Retype each of the records below word for word, leaving out the pictures.

Dataset excerpts about pointing to objects:
— Begin —

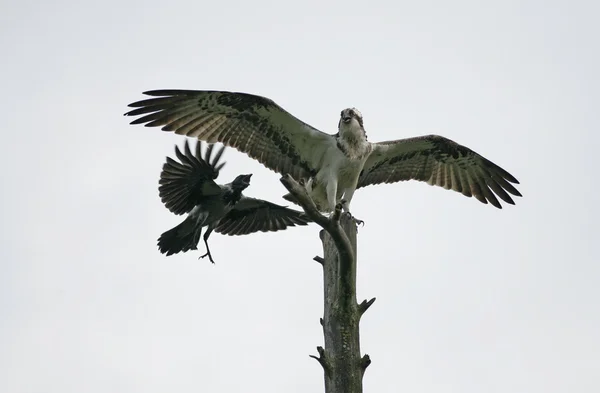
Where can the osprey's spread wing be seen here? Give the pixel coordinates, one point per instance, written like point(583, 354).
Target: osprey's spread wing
point(184, 184)
point(440, 162)
point(252, 215)
point(251, 124)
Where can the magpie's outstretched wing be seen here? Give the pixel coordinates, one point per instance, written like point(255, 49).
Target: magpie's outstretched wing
point(441, 162)
point(252, 124)
point(252, 215)
point(185, 183)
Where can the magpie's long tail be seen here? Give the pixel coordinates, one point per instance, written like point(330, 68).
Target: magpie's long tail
point(182, 238)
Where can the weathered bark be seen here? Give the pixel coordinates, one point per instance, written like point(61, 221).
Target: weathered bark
point(341, 361)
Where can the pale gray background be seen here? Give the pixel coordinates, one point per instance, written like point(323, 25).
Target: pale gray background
point(470, 298)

— End —

Answer to the problem:
Where can the osprey's spread wing be seen here? Give the pixel coordinates, one point per instance, written like point(583, 354).
Target: osprey's spread wing
point(184, 184)
point(440, 162)
point(252, 215)
point(251, 124)
Where can the magpie's outstretched wing be seen here? Give the pixel coordinates, one point per instance, written like point(255, 49).
Target: magpie's outstretched wing
point(441, 162)
point(252, 124)
point(252, 215)
point(185, 183)
Where can the magpie's long tail be seen here? Give the pixel coordinates, one point per instance, written like point(330, 68).
Target: magpie's long tail
point(182, 238)
Where can the weathered bark be seen here? Give the pixel coordinates, one point per instance, written like point(61, 221).
Target: weathered bark
point(341, 361)
Where can the pale gray background be seen here? Give the pixel coordinates, one point per instance, written like point(323, 25).
Target: pale gray background
point(470, 298)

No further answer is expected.